╔══

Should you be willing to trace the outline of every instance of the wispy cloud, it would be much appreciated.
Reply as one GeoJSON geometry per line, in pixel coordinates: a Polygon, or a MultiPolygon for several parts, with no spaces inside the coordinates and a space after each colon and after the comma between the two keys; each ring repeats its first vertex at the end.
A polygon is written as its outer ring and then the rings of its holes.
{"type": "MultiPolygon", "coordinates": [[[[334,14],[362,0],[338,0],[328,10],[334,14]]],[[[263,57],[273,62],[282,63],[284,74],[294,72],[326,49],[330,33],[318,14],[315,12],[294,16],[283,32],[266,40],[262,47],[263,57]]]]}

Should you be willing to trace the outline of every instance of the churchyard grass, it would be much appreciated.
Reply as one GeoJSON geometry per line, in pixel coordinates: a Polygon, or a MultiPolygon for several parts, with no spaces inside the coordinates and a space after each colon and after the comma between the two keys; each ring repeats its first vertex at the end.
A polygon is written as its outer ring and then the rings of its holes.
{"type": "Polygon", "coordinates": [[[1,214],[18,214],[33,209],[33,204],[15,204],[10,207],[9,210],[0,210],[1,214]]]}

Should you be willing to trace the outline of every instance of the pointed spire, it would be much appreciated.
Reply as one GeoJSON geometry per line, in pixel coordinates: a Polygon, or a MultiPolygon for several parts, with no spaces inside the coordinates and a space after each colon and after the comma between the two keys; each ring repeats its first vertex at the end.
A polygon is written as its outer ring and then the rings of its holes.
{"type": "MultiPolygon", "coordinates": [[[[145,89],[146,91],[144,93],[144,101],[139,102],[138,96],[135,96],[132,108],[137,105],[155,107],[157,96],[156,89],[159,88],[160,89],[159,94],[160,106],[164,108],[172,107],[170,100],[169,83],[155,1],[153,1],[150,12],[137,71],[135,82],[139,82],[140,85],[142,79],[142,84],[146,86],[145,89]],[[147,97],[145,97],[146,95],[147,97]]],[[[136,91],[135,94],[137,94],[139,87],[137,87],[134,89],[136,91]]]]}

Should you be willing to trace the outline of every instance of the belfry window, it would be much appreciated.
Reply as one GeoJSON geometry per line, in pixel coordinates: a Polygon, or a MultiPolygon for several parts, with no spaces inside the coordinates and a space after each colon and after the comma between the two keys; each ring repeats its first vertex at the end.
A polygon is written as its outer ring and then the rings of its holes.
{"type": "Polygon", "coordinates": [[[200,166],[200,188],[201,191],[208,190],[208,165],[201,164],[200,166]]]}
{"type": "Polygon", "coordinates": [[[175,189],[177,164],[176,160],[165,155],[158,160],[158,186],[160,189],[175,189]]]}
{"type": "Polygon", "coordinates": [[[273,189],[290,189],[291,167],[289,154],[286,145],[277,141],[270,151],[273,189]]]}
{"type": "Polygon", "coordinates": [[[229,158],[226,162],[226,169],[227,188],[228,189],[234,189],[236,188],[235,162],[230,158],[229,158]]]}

╚══

_Task goal_
Tally the lines above that contain the string "every", treating uppercase and lowercase as distinct, and give only the number.

_Answer to this task_
4